### Instructions for the task
Beginning at the line that contains "Target: handbag", reproduce every line to the end of the material without changing any of them.

════

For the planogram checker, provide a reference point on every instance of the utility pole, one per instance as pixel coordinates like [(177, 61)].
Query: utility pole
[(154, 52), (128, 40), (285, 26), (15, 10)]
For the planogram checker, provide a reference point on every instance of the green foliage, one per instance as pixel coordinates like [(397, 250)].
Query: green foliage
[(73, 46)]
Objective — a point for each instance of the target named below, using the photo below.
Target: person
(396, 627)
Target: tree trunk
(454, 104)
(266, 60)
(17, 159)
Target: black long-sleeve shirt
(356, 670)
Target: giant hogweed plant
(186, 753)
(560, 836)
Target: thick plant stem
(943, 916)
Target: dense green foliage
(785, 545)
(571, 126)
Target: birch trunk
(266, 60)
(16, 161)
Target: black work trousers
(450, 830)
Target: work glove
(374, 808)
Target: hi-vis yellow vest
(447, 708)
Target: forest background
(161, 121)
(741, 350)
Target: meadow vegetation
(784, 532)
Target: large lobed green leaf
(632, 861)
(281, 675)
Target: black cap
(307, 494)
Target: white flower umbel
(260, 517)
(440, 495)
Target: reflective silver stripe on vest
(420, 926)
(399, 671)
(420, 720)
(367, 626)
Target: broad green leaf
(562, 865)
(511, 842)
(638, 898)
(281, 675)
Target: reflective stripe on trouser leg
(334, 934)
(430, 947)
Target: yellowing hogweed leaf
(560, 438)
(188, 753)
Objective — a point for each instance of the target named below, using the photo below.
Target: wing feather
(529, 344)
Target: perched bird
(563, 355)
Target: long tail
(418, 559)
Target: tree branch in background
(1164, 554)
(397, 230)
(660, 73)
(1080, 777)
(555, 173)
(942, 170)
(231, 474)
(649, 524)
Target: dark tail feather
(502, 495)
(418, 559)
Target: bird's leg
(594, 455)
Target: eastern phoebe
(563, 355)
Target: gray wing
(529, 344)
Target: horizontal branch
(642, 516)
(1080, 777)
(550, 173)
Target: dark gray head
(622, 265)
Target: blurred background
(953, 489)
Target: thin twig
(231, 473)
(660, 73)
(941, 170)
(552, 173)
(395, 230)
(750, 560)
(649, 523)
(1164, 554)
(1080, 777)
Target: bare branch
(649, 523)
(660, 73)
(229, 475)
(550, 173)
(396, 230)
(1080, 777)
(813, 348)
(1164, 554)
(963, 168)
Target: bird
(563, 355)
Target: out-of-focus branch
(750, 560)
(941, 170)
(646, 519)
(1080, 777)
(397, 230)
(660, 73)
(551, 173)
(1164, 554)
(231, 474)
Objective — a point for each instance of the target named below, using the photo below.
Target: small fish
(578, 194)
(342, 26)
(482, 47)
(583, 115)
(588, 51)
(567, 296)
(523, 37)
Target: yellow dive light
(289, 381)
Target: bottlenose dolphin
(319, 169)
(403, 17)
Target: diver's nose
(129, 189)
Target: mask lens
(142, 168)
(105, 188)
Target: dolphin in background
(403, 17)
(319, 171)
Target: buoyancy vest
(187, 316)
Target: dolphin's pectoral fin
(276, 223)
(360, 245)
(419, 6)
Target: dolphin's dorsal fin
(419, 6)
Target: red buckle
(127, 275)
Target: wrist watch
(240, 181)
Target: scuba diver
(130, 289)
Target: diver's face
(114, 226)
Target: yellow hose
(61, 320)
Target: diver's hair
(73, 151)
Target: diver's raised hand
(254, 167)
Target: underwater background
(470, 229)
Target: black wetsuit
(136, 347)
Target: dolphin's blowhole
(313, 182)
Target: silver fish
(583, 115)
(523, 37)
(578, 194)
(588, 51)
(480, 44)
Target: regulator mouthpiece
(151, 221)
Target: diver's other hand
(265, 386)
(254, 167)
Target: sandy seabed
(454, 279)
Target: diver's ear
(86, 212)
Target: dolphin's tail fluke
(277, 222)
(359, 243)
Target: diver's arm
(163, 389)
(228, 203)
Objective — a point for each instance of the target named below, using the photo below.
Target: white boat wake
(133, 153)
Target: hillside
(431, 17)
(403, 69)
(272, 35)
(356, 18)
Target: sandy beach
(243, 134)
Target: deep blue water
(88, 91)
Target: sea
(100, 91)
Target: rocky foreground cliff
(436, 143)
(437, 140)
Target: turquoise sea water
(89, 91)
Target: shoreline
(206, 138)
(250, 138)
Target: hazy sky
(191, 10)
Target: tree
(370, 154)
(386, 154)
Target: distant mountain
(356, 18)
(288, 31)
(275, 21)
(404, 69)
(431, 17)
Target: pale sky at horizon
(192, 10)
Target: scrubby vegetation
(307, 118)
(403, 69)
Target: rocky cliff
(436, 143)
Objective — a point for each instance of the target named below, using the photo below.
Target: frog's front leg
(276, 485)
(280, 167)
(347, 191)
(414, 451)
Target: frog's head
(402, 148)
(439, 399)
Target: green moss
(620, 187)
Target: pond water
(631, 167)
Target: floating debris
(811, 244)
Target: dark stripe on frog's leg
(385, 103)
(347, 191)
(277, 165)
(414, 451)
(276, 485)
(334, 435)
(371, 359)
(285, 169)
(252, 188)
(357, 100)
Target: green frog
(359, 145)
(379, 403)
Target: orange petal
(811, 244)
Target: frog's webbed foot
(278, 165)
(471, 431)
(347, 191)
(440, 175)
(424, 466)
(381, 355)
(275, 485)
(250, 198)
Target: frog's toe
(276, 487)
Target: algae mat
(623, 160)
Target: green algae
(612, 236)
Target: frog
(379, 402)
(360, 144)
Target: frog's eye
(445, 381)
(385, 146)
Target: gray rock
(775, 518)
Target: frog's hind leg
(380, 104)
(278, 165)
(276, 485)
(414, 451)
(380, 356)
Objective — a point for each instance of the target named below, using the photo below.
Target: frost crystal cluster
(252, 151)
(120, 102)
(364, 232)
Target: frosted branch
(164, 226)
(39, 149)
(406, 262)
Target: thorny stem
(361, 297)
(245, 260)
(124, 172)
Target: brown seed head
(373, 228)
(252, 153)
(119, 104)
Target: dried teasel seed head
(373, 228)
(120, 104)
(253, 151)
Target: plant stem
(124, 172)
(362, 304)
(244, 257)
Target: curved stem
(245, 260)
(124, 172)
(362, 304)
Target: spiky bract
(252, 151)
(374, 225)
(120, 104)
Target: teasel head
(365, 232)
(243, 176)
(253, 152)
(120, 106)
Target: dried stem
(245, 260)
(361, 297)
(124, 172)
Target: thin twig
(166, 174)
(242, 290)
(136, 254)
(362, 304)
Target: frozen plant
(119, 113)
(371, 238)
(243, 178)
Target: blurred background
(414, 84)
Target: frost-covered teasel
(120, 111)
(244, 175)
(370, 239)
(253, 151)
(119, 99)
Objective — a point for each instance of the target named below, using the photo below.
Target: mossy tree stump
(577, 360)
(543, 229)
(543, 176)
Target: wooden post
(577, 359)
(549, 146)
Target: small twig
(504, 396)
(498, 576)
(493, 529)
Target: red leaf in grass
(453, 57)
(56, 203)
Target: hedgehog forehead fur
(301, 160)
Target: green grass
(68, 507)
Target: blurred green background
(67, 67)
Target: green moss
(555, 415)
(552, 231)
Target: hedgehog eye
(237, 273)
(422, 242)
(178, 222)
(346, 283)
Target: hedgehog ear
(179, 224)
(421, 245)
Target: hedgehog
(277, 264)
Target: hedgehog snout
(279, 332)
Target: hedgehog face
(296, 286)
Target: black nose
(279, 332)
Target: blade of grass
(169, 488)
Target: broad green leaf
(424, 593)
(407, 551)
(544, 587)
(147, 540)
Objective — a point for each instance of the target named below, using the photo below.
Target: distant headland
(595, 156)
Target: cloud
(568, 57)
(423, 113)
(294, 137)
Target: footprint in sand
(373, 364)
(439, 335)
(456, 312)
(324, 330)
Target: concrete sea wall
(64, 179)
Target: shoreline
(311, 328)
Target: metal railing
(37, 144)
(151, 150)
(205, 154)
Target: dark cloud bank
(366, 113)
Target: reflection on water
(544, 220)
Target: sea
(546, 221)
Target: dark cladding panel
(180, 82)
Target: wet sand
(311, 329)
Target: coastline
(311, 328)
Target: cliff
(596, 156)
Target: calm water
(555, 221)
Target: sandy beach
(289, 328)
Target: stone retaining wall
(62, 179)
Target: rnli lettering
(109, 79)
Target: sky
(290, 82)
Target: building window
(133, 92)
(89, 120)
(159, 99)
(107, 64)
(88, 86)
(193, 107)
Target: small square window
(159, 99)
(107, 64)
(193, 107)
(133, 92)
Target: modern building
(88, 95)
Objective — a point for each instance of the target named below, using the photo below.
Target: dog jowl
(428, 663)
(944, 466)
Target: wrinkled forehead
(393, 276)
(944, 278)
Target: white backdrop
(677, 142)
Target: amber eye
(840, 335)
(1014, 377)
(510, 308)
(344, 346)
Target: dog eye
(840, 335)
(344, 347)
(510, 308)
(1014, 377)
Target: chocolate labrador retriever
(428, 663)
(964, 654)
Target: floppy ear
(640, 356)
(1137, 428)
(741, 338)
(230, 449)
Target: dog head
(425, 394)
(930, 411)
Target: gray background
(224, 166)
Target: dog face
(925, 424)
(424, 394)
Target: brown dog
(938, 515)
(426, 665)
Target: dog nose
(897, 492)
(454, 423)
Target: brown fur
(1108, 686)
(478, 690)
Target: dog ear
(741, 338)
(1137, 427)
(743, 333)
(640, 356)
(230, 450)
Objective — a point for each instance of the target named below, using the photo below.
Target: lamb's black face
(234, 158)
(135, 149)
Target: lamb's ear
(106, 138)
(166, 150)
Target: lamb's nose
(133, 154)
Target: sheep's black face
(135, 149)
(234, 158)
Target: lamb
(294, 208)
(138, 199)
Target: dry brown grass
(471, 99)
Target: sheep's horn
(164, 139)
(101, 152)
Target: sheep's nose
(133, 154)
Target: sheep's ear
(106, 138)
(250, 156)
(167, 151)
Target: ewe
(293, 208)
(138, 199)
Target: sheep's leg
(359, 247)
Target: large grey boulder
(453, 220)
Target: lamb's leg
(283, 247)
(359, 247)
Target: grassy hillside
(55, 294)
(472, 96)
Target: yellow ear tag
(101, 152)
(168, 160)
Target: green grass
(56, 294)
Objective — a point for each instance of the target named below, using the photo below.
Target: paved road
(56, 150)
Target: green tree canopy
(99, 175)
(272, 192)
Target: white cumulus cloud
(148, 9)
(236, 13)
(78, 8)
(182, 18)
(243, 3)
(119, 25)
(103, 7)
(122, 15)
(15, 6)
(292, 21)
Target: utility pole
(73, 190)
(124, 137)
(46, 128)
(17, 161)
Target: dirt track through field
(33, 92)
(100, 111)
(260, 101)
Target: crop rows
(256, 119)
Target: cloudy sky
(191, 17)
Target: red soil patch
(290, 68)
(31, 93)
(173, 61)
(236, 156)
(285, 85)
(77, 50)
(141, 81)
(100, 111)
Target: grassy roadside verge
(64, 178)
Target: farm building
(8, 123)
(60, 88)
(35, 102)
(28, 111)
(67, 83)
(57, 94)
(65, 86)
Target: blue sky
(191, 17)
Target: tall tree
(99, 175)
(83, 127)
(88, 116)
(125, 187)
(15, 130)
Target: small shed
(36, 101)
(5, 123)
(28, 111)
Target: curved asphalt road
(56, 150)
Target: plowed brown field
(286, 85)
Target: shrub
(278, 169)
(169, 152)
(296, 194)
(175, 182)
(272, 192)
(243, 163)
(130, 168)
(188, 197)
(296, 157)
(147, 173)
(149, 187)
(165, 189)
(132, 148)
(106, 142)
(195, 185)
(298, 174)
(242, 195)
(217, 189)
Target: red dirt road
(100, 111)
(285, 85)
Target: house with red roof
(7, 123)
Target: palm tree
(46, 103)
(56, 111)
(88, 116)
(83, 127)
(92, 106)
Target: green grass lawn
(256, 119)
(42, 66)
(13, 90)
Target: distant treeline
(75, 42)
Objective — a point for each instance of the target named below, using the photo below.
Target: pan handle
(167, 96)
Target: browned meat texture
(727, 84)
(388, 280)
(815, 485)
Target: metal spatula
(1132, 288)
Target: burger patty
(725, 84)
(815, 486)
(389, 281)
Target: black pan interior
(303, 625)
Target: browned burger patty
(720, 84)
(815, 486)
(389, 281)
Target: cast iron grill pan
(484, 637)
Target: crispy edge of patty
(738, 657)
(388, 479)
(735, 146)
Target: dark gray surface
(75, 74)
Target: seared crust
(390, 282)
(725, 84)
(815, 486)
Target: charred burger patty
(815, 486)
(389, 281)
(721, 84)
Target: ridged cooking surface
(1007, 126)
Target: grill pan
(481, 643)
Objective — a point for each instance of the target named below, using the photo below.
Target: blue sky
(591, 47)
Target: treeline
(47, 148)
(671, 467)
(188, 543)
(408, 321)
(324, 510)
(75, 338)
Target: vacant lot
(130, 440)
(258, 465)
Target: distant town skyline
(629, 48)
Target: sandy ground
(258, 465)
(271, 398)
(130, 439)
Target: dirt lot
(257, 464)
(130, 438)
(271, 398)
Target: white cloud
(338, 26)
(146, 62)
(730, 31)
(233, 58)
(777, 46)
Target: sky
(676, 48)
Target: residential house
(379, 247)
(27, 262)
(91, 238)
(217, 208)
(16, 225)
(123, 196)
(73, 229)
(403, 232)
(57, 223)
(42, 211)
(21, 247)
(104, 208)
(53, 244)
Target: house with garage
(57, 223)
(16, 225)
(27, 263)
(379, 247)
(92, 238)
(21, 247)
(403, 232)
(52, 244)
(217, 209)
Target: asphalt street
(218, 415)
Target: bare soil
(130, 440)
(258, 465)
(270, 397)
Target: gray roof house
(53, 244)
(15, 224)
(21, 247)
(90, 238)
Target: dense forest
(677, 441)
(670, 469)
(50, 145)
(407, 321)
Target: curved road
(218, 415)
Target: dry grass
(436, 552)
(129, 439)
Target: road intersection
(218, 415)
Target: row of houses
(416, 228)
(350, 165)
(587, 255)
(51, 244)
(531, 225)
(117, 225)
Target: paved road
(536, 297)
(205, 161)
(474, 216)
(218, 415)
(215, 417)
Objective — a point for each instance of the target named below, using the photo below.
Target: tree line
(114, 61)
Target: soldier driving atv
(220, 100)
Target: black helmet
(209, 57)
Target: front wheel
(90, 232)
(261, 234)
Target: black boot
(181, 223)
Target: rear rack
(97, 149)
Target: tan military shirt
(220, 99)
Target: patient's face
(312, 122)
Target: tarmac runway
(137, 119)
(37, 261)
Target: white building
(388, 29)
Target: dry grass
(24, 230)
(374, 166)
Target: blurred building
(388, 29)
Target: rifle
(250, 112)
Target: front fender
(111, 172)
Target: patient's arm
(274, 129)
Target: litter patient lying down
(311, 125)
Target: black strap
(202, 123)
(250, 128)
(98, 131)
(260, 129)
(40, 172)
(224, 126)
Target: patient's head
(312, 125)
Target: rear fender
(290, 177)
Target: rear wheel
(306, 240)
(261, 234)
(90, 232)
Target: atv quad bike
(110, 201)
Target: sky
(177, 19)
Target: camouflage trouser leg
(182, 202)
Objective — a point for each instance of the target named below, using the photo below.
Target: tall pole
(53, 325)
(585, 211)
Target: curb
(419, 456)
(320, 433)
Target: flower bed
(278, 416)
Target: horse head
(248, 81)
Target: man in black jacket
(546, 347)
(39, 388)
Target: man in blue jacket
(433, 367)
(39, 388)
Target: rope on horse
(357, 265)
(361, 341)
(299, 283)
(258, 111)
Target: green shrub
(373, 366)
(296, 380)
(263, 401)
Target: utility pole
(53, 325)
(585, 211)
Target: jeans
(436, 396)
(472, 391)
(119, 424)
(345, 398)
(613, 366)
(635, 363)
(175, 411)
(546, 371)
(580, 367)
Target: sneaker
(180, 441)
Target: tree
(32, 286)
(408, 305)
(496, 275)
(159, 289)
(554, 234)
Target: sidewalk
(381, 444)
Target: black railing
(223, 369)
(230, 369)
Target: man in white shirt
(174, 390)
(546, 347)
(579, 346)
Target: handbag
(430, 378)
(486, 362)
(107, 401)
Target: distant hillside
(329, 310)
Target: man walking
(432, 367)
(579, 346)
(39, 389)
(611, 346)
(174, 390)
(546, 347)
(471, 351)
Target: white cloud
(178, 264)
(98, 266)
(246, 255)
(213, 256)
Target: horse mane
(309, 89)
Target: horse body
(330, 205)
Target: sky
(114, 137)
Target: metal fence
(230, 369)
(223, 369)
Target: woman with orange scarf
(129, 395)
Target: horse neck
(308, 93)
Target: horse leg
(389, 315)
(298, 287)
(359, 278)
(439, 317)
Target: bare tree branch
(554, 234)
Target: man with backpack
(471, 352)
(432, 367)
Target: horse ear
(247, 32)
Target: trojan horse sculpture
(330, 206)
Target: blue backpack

════

### Response to the task
Target: handbag
(430, 378)
(486, 362)
(107, 401)
Target: distant hillside
(329, 310)
Target: man walking
(432, 367)
(579, 346)
(39, 389)
(611, 346)
(174, 390)
(546, 347)
(471, 351)
Target: white cloud
(178, 264)
(98, 266)
(246, 255)
(213, 256)
Target: horse mane
(309, 89)
Target: horse body
(330, 205)
Target: sky
(114, 137)
Target: metal fence
(230, 369)
(223, 369)
Target: woman with orange scarf
(129, 395)
Target: horse neck
(308, 93)
Target: horse leg
(389, 315)
(298, 287)
(359, 278)
(439, 317)
Target: bare tree branch
(554, 234)
Target: man with backpack
(471, 352)
(432, 367)
Target: horse ear
(247, 32)
Target: trojan horse sculpture
(330, 206)
Target: blue backpack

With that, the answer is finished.